- _PROBLEM DESCRIPTION_:
Find every line in the data below that contains the word "camellia", and copy each of those lines.

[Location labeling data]

---------------

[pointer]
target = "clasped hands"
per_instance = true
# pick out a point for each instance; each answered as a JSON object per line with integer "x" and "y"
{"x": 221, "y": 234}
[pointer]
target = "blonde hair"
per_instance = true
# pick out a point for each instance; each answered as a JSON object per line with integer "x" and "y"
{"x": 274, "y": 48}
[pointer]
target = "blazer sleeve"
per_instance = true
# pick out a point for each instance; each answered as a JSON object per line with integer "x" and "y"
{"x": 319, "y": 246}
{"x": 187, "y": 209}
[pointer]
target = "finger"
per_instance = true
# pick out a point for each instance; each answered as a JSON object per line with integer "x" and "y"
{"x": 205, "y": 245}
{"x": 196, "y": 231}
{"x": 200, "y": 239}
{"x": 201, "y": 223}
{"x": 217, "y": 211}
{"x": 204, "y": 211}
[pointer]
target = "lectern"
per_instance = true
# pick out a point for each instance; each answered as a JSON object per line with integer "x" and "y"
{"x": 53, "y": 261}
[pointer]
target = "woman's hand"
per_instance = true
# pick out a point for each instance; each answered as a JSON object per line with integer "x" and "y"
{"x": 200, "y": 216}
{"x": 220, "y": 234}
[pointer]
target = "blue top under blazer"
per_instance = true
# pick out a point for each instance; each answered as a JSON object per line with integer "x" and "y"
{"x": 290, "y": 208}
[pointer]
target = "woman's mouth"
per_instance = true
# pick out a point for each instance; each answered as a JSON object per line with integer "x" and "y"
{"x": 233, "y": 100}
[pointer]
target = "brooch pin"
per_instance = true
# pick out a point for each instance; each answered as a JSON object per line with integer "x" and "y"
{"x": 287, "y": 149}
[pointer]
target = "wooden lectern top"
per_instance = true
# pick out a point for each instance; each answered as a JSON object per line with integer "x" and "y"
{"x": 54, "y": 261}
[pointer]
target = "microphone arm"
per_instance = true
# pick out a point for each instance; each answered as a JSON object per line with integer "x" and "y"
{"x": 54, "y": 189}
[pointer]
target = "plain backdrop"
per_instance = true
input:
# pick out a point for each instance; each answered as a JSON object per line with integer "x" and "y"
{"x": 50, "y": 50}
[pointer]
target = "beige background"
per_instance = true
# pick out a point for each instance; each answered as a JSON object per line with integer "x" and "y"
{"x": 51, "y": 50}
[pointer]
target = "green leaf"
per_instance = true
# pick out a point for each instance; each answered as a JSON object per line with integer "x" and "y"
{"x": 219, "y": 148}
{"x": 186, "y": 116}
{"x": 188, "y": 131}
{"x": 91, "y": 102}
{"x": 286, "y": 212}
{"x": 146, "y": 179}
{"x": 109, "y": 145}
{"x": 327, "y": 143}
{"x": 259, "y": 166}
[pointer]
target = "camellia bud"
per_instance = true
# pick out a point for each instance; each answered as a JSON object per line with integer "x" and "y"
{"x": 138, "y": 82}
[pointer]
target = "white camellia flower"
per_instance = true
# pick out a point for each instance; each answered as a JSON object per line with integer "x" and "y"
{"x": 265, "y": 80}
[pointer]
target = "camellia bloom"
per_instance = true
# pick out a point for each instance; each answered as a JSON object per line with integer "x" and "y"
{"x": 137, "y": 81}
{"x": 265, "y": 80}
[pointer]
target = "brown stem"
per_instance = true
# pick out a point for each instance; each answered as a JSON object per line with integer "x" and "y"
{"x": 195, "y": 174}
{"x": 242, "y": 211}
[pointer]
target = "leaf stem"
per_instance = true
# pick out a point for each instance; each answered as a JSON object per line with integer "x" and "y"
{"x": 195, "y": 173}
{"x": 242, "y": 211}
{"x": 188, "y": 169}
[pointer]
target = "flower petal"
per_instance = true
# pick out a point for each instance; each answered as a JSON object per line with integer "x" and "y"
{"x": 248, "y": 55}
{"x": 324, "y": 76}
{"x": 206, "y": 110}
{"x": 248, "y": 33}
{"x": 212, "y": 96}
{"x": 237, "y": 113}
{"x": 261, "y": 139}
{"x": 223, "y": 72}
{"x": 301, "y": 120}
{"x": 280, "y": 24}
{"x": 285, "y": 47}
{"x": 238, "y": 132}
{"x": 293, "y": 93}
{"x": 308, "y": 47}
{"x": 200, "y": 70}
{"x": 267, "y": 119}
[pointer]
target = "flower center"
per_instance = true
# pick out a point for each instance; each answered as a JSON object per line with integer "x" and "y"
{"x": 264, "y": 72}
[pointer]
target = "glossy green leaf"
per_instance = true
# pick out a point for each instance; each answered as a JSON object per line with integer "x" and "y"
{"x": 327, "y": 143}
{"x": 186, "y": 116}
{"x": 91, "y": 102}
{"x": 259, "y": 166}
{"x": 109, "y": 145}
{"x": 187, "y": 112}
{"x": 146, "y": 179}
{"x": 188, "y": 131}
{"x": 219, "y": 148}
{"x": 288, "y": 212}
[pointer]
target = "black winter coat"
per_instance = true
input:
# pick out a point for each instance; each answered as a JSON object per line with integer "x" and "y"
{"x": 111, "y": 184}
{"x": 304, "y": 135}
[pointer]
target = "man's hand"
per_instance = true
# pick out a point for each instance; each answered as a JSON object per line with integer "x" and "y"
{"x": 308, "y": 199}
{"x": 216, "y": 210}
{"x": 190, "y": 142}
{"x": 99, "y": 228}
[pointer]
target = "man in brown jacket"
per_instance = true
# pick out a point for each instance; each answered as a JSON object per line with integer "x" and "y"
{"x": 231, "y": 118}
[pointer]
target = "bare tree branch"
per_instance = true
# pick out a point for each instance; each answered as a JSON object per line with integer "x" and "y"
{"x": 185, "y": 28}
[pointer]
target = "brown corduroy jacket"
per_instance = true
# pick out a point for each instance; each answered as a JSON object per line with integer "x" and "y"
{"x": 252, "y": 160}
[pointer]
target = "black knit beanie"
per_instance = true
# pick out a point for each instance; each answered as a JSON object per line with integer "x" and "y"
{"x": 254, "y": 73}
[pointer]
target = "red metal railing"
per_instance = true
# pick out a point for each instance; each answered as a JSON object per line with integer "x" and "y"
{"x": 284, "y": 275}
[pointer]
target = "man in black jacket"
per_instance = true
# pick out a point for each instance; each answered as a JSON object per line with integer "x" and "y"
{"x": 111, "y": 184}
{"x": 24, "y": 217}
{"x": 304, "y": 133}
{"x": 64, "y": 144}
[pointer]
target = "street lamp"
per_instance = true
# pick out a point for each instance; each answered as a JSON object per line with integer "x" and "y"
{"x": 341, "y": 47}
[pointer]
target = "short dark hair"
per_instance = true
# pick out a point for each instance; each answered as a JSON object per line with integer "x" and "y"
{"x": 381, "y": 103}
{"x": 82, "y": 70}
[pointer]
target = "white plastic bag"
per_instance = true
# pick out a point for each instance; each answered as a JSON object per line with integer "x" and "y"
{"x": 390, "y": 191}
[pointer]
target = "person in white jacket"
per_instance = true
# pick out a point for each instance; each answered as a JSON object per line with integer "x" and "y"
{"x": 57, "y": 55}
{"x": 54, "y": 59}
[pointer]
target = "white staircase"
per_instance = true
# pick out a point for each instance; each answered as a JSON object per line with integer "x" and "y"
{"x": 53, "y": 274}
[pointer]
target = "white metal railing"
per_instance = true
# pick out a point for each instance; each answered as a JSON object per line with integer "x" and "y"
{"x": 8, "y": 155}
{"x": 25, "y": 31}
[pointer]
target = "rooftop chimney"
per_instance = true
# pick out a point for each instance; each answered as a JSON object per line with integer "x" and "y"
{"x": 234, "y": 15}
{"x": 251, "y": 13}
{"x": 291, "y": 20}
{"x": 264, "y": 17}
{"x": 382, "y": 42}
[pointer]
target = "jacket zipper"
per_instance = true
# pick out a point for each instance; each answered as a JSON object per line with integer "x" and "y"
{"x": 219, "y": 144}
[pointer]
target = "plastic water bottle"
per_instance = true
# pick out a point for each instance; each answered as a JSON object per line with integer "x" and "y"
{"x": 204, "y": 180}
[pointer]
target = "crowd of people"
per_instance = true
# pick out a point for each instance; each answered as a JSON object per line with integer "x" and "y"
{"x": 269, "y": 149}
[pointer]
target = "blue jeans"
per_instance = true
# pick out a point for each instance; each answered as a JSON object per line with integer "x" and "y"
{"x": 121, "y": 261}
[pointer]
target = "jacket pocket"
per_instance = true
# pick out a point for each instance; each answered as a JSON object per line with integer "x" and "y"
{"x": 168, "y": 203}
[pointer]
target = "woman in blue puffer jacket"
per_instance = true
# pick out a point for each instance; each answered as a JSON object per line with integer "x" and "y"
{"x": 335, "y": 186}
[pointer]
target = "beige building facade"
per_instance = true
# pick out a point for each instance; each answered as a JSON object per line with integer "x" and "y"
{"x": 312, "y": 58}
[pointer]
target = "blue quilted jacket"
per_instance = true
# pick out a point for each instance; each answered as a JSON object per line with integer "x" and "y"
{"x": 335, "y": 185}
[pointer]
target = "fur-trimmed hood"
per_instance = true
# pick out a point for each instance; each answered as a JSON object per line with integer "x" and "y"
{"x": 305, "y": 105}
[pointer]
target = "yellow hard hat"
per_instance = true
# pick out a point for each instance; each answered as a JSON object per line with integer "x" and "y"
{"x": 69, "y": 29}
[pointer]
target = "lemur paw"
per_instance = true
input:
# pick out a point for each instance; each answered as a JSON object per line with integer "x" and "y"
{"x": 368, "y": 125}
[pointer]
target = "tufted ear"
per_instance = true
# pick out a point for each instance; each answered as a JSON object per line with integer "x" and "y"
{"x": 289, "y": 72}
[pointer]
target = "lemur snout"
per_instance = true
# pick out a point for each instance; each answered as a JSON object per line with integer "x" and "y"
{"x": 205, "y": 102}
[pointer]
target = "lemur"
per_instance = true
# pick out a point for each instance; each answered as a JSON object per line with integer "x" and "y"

---------------

- _OUTPUT FOR THIS TASK_:
target = "camellia bud"
target = "white camellia flower"
target = "camellia bloom"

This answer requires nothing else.